Reproduce the rows below from the line containing "face in the picture above." through the final row, keeping every line and every request, and scale each answer coordinate by 2.2, rounding to whole numbers with halves going up. Leave the numbers in the requests and their format samples unchanged.

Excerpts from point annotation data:
----

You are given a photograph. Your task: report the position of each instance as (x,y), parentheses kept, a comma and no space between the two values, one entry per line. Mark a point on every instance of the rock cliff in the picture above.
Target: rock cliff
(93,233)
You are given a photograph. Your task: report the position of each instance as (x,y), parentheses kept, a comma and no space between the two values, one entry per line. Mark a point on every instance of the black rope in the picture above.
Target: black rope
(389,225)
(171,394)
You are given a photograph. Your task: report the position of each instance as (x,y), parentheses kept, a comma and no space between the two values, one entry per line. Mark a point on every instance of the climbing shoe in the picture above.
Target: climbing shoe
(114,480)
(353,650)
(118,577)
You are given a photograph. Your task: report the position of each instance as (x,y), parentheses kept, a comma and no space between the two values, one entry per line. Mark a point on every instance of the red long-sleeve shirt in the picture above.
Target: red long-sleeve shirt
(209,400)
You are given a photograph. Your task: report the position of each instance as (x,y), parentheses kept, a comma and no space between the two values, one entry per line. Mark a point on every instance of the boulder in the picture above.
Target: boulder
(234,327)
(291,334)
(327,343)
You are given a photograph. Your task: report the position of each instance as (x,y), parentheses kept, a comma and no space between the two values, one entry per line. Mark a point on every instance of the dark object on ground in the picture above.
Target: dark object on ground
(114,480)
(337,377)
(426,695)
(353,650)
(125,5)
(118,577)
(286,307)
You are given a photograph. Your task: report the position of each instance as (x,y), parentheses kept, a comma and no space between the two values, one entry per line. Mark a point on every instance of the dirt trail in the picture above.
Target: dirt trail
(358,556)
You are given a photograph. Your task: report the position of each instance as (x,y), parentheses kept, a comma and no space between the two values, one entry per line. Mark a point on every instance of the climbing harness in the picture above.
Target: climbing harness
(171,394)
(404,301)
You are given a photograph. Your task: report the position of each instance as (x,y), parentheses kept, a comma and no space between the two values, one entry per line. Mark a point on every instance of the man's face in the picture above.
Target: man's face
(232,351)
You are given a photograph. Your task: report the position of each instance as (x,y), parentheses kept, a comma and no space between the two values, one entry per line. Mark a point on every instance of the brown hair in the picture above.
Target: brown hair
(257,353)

----

- [CORRECT ANSWER]:
You are given a photograph. Your task: report the position of each instance as (x,y), parentheses kept, a comma and no space between the two values, one entry per line. Mark a point on every instance of the man's face in the picture above.
Target: man's face
(510,772)
You are given a photograph. Your task: report the position of each instance as (x,y), parentheses kept, a comma and no space between the two values, one entry per line. Mark a point on every instance of the brown hair in the picture above.
Target: brown hair
(565,777)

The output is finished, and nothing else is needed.